> Given passage:
++++++++

Is your LMS built for privacy, or just marketed that way?

 

8 Architecture questions you should ask to find out

1. What data categories does your contract explicitly prohibit? 

What good looks like: A named list (government identifiers, protected health information, GDPR special categories) that is contractually binding, not just a policy statement.

If the answer is "we rely on customers to manage that," the vendor has no outer boundary on what enters their system.

2. If a single privileged credential were compromised, what is the maximum blast radius? One institution's data, or all of them? 

What good looks like: Each institution's data should be logically isolated at the tenant level so that an application-layer compromise is scoped to one client. Ask specifically whether tenant isolation is enforced at the database layer or only at the application layer.

3. Does your platform use learner or course data to train, fine-tune, or improve your AI models? 

What good looks like: An explicit "no" backed by contractual language.

Bonus: Ask whether data is used in any RAG system, and whether that data is deleted at contract termination.

4. Can you produce a complete inventory of what data your platform stores, in what form, and for how long? 

What good looks like: A vendor who can answer this quickly has documented their data model.

A vendor who can't, has a massive breach waiting to happen. Look for a published DPIA or equivalent.

5. What third-party systems have access to learner data, and how are you notified when that list changes?

++++++++

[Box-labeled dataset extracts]
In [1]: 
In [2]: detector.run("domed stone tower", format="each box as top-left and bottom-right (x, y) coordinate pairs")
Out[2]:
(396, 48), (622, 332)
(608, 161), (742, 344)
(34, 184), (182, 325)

++++++++

> Set of tasks:
• A. In the LMS privacy text, what does good look like when a vendor is asked whether learner or course data is used to train its AI models?
• B. Please continue the LMS privacy text from where it stops.
The records have no connection to the LMS privacy text.

> Results:
• A. An explicit "no" backed by contractual language.

• B.
What good looks like: A published subprocessor list, advance notice of changes, and a contractual right to object.

The Canvas breach had a third-party integration as its known precursor. Every integration is an attack surface.

6. What happens to our data the day our contract ends?

What good looks like: Data is returned in a portable format and then deleted, including backups, within a defined window.

"We retain it for a while" is not an acceptable answer.

7. Where is our data hosted, and what governs cross-border transfers?

What good looks like: Customer-selectable regions with documented legal transfer mechanisms (SCCs, Data Privacy Framework).

If the vendor can't tell you where your data lives, they can't tell you who has jurisdiction over it.

8. What is your contractual breach notification commitment, and does it meet the 72-hour GDPR standard?

What good looks like: A specific timeline in the DPA.

Not "promptly" or "without undue delay" in a policy document, but a committed SLA in a contract you've signed.